----- DATA EXCERPTS -----

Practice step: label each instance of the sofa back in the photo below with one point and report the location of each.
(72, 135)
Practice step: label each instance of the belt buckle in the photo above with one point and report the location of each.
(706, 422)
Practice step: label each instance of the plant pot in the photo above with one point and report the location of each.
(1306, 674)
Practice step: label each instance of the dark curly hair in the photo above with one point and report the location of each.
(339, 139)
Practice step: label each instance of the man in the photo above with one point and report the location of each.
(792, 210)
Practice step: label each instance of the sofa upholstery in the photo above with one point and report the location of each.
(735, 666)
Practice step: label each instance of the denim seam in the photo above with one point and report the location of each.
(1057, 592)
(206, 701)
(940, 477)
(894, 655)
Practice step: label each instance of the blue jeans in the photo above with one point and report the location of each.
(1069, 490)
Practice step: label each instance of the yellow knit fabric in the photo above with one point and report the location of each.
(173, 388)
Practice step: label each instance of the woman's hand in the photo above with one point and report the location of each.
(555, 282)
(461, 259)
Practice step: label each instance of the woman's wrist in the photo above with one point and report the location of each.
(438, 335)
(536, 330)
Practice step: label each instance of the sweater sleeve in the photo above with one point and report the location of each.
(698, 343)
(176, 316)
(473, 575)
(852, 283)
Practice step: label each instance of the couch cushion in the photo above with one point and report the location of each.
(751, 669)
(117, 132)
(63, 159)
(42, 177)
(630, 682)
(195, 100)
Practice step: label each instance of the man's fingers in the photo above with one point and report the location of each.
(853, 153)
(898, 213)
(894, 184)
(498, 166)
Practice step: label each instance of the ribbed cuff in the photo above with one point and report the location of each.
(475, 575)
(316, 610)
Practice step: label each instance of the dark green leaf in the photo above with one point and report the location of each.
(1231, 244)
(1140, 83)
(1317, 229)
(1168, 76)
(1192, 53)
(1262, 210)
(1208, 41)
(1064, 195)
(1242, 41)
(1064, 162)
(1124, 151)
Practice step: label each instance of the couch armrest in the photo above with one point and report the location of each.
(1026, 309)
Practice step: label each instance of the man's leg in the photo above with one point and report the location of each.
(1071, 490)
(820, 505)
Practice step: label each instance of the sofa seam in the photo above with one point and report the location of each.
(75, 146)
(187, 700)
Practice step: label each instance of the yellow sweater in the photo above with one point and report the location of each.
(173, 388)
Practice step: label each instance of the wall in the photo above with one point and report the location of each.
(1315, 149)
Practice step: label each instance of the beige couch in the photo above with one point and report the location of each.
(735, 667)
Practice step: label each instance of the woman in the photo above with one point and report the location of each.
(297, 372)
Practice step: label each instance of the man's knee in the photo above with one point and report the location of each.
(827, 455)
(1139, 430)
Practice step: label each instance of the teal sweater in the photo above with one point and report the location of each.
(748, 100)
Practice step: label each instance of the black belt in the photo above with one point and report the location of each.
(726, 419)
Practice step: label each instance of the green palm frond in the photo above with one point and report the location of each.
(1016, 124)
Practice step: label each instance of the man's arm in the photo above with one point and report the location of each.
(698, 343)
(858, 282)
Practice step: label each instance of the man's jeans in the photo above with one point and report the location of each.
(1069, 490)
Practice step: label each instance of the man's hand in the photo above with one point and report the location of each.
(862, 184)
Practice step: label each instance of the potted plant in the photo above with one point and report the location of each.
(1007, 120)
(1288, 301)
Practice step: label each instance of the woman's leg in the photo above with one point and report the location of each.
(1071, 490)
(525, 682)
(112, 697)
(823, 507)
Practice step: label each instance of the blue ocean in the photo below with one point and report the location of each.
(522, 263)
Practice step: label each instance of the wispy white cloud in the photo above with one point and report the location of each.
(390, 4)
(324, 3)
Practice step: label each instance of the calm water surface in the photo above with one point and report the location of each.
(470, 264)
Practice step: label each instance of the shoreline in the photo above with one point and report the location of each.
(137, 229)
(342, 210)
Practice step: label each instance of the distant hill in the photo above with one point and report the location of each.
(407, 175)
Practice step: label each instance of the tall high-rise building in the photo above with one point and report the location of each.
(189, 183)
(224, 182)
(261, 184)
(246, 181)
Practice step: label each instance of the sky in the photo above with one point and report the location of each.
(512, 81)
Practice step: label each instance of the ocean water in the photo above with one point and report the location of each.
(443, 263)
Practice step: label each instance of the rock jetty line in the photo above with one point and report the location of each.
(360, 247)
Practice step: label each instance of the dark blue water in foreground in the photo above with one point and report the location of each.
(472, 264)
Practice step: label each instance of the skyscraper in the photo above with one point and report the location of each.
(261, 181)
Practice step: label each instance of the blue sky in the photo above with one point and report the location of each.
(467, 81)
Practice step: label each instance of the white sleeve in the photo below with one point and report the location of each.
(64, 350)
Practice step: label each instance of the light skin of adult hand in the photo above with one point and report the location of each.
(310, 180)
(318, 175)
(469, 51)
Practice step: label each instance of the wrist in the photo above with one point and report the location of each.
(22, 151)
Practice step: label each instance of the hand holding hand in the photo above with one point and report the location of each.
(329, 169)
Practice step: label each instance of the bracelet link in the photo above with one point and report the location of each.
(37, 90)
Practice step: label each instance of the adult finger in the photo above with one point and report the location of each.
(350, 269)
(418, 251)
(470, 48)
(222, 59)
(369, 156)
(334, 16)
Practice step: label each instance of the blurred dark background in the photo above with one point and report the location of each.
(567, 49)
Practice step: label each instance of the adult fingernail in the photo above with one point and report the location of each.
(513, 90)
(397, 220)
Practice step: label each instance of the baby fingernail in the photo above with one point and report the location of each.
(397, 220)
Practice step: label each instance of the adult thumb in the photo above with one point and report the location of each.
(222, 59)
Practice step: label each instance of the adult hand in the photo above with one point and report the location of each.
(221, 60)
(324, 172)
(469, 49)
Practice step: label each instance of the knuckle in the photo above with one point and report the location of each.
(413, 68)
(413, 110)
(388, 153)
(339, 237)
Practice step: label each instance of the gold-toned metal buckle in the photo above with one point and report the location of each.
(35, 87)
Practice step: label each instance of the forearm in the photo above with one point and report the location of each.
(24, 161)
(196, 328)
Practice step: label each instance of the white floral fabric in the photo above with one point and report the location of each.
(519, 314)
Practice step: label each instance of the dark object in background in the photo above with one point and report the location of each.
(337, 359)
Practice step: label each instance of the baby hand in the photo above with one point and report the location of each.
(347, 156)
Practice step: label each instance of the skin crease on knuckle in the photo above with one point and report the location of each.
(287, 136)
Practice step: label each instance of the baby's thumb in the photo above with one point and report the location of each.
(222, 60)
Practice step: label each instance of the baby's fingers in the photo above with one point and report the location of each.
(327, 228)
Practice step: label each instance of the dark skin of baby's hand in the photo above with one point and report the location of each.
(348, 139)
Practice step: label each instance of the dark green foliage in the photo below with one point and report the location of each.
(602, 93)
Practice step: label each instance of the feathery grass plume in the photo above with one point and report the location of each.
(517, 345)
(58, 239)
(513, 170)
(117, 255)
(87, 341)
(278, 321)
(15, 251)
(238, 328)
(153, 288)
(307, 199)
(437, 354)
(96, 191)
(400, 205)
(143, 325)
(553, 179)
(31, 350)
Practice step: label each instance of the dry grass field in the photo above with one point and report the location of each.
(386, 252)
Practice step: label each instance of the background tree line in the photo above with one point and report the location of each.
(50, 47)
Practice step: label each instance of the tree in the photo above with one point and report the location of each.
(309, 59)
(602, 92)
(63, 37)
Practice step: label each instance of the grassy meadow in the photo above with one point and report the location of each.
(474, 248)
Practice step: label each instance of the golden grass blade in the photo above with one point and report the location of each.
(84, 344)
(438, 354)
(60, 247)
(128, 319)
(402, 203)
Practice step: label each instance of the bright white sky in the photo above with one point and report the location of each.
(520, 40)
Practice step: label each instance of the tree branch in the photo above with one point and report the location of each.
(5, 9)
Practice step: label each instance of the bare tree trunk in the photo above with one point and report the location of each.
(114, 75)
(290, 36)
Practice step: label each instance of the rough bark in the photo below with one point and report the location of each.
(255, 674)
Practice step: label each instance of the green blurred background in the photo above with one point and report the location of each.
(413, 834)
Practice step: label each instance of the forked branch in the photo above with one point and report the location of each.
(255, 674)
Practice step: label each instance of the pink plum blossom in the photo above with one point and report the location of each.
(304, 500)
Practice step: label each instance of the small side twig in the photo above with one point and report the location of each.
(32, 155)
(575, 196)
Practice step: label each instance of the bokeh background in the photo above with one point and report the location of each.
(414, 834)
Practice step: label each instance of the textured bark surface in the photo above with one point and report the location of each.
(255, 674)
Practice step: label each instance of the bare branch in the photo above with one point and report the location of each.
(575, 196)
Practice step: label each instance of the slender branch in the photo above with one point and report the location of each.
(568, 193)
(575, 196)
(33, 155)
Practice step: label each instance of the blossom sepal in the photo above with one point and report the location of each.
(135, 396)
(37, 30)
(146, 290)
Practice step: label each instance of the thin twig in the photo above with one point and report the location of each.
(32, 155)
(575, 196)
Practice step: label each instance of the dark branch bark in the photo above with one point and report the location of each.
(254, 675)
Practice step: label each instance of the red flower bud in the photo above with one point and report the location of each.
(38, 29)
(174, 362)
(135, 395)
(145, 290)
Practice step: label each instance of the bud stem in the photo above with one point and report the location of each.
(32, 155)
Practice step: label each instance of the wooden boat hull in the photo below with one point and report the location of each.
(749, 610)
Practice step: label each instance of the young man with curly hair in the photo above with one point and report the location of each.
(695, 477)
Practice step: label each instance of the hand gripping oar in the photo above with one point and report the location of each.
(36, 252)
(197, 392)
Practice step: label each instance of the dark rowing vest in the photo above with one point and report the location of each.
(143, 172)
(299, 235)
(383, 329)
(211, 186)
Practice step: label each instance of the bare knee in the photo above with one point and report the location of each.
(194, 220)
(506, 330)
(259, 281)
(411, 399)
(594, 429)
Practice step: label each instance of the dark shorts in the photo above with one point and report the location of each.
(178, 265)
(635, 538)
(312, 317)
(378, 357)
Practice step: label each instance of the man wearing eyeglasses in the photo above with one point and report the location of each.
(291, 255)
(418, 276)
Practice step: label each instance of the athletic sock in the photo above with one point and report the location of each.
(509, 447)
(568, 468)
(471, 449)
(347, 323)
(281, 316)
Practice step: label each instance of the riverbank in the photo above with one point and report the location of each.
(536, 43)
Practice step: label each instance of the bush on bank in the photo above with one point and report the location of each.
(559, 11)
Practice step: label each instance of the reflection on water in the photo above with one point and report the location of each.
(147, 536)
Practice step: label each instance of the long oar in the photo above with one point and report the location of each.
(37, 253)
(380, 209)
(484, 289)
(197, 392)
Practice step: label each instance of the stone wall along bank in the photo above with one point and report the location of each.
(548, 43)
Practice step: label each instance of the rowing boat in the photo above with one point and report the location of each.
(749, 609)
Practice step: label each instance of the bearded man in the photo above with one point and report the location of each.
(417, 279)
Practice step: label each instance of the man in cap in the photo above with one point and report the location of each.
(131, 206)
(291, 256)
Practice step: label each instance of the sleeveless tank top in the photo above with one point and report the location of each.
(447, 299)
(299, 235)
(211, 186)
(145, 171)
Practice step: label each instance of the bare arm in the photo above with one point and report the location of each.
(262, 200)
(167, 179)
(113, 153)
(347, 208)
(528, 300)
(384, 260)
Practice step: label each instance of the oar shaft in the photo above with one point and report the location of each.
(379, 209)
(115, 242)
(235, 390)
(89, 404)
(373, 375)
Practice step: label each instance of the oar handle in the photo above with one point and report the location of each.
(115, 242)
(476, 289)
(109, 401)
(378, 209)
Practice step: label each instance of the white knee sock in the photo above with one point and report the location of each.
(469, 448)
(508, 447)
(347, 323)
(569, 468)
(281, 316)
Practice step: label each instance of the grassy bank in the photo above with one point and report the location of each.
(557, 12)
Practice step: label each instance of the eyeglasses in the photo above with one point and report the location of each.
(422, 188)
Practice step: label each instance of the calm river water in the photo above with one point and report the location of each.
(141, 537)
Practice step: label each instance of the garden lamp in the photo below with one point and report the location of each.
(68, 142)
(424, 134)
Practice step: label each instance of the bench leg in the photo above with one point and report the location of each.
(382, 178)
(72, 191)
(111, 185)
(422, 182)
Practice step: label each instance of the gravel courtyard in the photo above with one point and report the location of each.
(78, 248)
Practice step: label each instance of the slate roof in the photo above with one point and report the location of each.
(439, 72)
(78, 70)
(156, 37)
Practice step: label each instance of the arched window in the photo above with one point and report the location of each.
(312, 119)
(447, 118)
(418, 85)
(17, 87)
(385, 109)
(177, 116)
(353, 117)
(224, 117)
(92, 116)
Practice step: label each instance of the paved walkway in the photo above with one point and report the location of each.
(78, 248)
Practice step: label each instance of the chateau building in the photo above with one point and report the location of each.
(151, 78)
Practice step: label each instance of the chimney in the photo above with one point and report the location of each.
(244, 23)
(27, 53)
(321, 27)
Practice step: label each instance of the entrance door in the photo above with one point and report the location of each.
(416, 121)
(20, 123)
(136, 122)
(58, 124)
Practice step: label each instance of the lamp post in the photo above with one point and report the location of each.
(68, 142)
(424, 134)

-----

BRIEF ▸ Render everything from the start of the records down to the line containing "(1306, 674)", inclusive, as a numbered list, omitting any blank lines.

EXPECTED ANSWER ▸
1. Practice step: label each instance of the sofa back in the photo below with one point and report the location of each.
2. (72, 135)
3. Practice step: label each instance of the belt buckle in the photo above with one point and report the location of each.
4. (706, 422)
5. Practice step: label each instance of the plant pot in the photo above with one point and report the location of each.
6. (1306, 674)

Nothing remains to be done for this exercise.